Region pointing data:
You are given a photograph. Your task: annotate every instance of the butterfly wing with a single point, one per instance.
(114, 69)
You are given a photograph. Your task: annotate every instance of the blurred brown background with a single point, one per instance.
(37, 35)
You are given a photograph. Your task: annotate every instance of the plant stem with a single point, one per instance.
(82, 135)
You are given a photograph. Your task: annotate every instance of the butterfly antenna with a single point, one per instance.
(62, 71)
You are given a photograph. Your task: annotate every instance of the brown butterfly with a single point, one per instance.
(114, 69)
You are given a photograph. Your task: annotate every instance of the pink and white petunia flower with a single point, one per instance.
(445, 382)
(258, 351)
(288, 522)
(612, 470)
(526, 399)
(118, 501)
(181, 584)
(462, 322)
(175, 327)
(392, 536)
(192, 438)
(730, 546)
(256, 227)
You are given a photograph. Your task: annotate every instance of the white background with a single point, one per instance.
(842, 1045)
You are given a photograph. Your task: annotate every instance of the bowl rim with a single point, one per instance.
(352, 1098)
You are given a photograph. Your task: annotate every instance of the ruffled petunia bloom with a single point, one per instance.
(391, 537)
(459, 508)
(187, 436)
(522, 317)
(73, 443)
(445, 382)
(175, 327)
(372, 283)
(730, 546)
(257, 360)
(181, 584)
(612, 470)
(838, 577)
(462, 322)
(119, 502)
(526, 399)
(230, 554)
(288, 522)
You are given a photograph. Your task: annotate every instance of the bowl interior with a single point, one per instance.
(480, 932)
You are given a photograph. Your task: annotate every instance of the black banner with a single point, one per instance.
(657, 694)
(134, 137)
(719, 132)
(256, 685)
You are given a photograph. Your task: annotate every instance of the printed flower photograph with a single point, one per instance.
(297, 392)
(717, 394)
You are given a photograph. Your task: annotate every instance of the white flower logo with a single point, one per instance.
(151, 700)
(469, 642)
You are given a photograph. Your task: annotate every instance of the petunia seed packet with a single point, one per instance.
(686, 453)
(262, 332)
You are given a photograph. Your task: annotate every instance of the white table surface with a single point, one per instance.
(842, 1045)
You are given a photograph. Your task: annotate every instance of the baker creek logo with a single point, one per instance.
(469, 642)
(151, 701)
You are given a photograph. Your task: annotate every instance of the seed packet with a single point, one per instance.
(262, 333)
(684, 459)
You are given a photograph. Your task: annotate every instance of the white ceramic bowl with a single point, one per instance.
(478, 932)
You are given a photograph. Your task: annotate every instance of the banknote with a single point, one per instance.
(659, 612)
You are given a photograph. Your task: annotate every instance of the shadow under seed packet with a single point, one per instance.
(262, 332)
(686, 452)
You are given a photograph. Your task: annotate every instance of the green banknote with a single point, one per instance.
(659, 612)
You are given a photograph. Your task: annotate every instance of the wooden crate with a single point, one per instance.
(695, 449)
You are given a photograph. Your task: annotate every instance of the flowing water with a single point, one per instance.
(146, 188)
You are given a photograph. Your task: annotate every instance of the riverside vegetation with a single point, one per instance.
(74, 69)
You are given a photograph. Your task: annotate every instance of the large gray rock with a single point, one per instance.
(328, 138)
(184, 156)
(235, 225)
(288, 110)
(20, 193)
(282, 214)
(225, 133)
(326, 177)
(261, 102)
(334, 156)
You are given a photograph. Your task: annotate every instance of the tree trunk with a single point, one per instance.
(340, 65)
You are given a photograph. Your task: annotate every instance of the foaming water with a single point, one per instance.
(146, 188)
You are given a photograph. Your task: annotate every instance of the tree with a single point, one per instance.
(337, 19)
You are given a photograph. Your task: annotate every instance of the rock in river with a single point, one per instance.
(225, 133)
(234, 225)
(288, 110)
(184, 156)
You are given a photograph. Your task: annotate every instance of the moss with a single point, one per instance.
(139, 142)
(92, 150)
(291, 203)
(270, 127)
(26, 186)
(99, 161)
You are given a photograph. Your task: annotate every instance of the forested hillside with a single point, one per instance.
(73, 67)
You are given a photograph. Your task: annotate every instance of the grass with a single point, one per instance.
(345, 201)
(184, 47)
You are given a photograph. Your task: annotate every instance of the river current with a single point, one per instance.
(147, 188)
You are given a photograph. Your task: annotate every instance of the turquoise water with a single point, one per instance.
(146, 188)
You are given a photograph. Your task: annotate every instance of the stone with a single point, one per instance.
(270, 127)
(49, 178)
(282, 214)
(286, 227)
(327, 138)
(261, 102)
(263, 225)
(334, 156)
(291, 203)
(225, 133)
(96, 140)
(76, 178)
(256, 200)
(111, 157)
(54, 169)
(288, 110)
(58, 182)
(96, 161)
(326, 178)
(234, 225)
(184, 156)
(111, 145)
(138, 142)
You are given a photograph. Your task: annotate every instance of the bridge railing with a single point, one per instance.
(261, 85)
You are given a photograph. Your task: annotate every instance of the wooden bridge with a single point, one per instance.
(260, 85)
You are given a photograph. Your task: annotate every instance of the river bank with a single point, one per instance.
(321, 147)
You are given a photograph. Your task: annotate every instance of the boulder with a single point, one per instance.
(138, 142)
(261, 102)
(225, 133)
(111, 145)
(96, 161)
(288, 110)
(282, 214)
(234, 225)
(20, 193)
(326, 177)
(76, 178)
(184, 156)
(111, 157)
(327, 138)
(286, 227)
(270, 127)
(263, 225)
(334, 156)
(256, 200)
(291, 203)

Exercise objective:
Please reproduce all of the records exactly as they stand.

Solution:
You are given a photograph. Your task: annotate every instance of the butterfly wing with a single point, one per instance.
(114, 69)
You are given a photograph. Your task: annotate every instance of the blurred brown background with a single point, one per instance.
(37, 35)
You are given a photograph. Your task: annotate every instance of the plant stem with a single point, one per instance.
(82, 135)
You are given a photograph. Your task: annotate every instance of the butterfly antenna with a single point, one per instance.
(62, 71)
You are given a photograph. Your task: annotate every instance of the brown butterfly with a single point, one per instance.
(114, 69)
You are given a photograph. Your task: annotate every instance of the pink and white petunia flower with a single point, one per instance.
(445, 382)
(258, 351)
(288, 522)
(612, 470)
(526, 399)
(118, 501)
(181, 584)
(462, 322)
(175, 327)
(392, 536)
(192, 438)
(730, 546)
(256, 227)
You are given a photograph. Your task: annotate every instance of the white background with a single point, one per instance.
(842, 1045)
You are given a photograph. Your task: annotate every instance of the bowl rim with a single point, one per instance.
(352, 1098)
You are given a photograph. Your task: annotate every instance of the ruffled petunia bloom with a single point, one per instance.
(391, 537)
(459, 508)
(187, 436)
(522, 317)
(73, 443)
(445, 382)
(175, 327)
(372, 283)
(730, 546)
(257, 360)
(181, 584)
(612, 470)
(838, 577)
(462, 322)
(119, 502)
(526, 399)
(230, 554)
(288, 522)
You are given a photograph. Your task: annotate every instance of the bowl interior with a single point, one per instance.
(480, 932)
You are given a photograph. Your task: annotate every instance of the black banner with a single point, one per instance.
(657, 694)
(134, 137)
(719, 132)
(256, 685)
You are given a photograph. Your task: annotate every instance of the printed flower photograph with a single point, one per instance.
(297, 392)
(717, 394)
You are given a photograph. Your task: annotate every instance of the white flower logo with a single point, one per instance.
(151, 700)
(469, 642)
You are given a photograph. Your task: annotate every instance of the petunia seed packet with a single point, one per instance.
(686, 453)
(262, 332)
You are given a photograph. Your task: annotate every instance of the white table surface with a single point, one per instance.
(842, 1045)
You are given a photograph. Your task: annotate every instance of the baker creek logo with a single point, one per instance.
(469, 642)
(151, 701)
You are given a photograph. Your task: annotate every instance of the seed packet with a single point, one per instance.
(262, 333)
(684, 459)
You are given a photograph. Your task: annotate every instance of the white ceramic bowl with a single point, one per instance.
(478, 932)
You are given a photograph. Your task: annotate every instance of the banknote with a single point, one per instance.
(659, 612)
You are given a photograph. Your task: annotate every instance of the shadow under seed packet with a single point, one per instance.
(262, 332)
(686, 452)
You are given a photograph. Your task: annotate every instance of the green banknote with a single point, one per instance.
(659, 612)
You are given a photograph. Your task: annotate every instance of the wooden crate with a single point, one per instance.
(695, 449)
You are given a photograph. Your task: annotate every instance of the flowing water with a single point, one per instance.
(146, 188)
You are given a photograph. Your task: annotate every instance of the riverside vegetation with a single point, one per instance.
(74, 69)
You are given a photograph. Your task: annotate every instance of the large gray rock with a single point, one per instance.
(328, 138)
(184, 156)
(235, 225)
(288, 110)
(20, 193)
(282, 214)
(225, 133)
(326, 177)
(261, 102)
(334, 156)
You are given a photograph. Your task: annotate every instance of the tree trunk with a single point, one per instance.
(340, 65)
You are given a photograph. Your task: annotate every instance of the foaming water with a single point, one per instance.
(146, 188)
You are given a photograph. Your task: annotate every instance of the tree with a single point, one per instance.
(337, 19)
You are given a photograph. Your task: annotate every instance of the rock in river with a single point, one per instance.
(225, 133)
(234, 225)
(288, 110)
(184, 156)
You are given a photograph. Your task: annotate every instance of the moss with a single point, one per instance.
(139, 142)
(92, 150)
(291, 203)
(270, 127)
(26, 186)
(99, 161)
You are given a photograph. Your task: annotate every instance of the forested hillside with a single point, one per instance.
(73, 67)
You are given a photograph. Your task: annotate every instance of the grass with a single point, one per instance.
(345, 201)
(184, 47)
You are given a photograph. Your task: annotate every instance of the river current with a single point, one per instance.
(147, 188)
You are given a photograph. Your task: annotate every instance of the turquoise water with a single point, one per instance.
(146, 188)
You are given a photograph. Your task: annotate every instance of the stone with a single point, one per instance.
(270, 127)
(49, 178)
(282, 214)
(286, 227)
(327, 138)
(261, 102)
(263, 225)
(334, 156)
(291, 203)
(225, 133)
(96, 140)
(76, 178)
(256, 200)
(111, 157)
(54, 169)
(288, 110)
(58, 182)
(96, 161)
(326, 178)
(234, 225)
(184, 156)
(111, 145)
(138, 142)
You are given a photograph. Your task: annotate every instance of the bridge railing with a single point, one per instance.
(261, 85)
You are given a photograph. Your task: annotate every instance of the wooden bridge with a single point, one per instance.
(260, 85)
You are given a photograph. Your task: annotate every instance of the river bank with a single point, one per instance.
(321, 147)
You are given a photograph. Your task: annotate every instance of the boulder with a single point, one per instance.
(138, 142)
(261, 102)
(225, 133)
(111, 145)
(96, 161)
(288, 110)
(282, 214)
(234, 225)
(20, 193)
(326, 177)
(76, 178)
(184, 156)
(111, 157)
(327, 138)
(286, 227)
(270, 127)
(263, 225)
(334, 156)
(256, 200)
(291, 203)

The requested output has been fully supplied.